Job
Would you set down every entry shown below, precisely as written?

◇ ◇ ◇

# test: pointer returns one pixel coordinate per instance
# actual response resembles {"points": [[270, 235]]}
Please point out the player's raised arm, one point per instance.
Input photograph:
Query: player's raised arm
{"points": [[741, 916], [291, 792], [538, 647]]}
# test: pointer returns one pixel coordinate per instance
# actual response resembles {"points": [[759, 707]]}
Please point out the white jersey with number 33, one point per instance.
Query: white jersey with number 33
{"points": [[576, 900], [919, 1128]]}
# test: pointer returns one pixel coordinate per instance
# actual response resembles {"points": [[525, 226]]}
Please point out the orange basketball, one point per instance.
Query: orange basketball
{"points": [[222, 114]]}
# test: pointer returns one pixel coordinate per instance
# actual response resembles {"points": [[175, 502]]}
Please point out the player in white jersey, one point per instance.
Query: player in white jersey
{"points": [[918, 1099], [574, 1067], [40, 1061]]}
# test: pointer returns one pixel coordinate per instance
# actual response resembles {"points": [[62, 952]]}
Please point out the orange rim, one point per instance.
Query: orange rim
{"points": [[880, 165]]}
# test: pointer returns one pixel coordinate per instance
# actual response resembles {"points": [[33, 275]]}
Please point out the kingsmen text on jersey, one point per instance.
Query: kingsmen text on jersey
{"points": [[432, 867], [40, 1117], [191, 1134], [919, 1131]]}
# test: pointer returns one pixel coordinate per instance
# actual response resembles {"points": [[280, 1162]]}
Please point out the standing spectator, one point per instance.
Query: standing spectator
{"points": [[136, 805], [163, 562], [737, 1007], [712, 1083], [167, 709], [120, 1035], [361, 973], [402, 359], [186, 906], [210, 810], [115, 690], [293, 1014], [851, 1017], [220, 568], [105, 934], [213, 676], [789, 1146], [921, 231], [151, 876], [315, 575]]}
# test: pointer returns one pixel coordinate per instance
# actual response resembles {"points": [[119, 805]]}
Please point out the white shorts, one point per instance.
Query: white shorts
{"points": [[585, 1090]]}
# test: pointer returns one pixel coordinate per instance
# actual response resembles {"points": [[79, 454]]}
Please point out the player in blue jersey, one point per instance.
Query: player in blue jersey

◇ ◇ ◇

The output
# test: pointer returns one pixel coordinate per instance
# actual response resembles {"points": [[270, 235]]}
Please point out the player's raised arm, one point per instance.
Input photograph:
Query: player's raised arm
{"points": [[741, 916], [291, 792], [538, 647]]}
# test: pointer returns one pixel coordinate per instance
# actual response resembles {"points": [[759, 707]]}
Please point out the white jersey with number 33, one point per instance.
Query: white jersey with number 33
{"points": [[576, 900], [919, 1128]]}
# test: pointer returns one pixel coordinate per instance
# actual response resembles {"points": [[525, 226]]}
Please point out the orange basketball, one point per instance.
Query: orange basketball
{"points": [[222, 114]]}
# test: pointer returns one pixel coordinate per instance
# actual response resembles {"points": [[175, 502]]}
Please point out the player in white jersey, one point per instance.
Query: player in white jersey
{"points": [[918, 1099], [574, 1067], [40, 1061]]}
# test: pointer returns one pixel coordinate per instance
# actual response resembles {"points": [[62, 952]]}
Please point out the orange rim, one point per instance.
Query: orange rim
{"points": [[880, 165]]}
# test: pointer returns one pixel coordinate per instance
# actual response resembles {"points": [[33, 275]]}
Please point out the kingsmen text on jersey, one point per instance.
Query: kingsmen text on jersey
{"points": [[432, 867], [40, 1117], [191, 1134], [919, 1131]]}
# test: pointer returns one pixel coordinate per instance
# actual response resembles {"points": [[280, 1162]]}
Please point out the standing spectator, one point per instance.
Query: standing spectator
{"points": [[136, 805], [163, 562], [737, 1007], [712, 1083], [167, 709], [120, 1035], [361, 973], [402, 359], [186, 906], [210, 810], [115, 690], [293, 1014], [851, 1017], [220, 568], [105, 934], [213, 676], [789, 1146], [921, 231], [151, 876], [315, 575]]}
# test: pointer returns one pixel coordinate per instance
# actual response resembles {"points": [[119, 805]]}
Please point out the white shorts, one point per instance.
Query: white shorts
{"points": [[585, 1090]]}
# test: pointer returns one pixel coordinate per instance
# actual response resembles {"points": [[79, 454]]}
Please point out the player in blue jersey, one point per instance.
Query: player in blue jersey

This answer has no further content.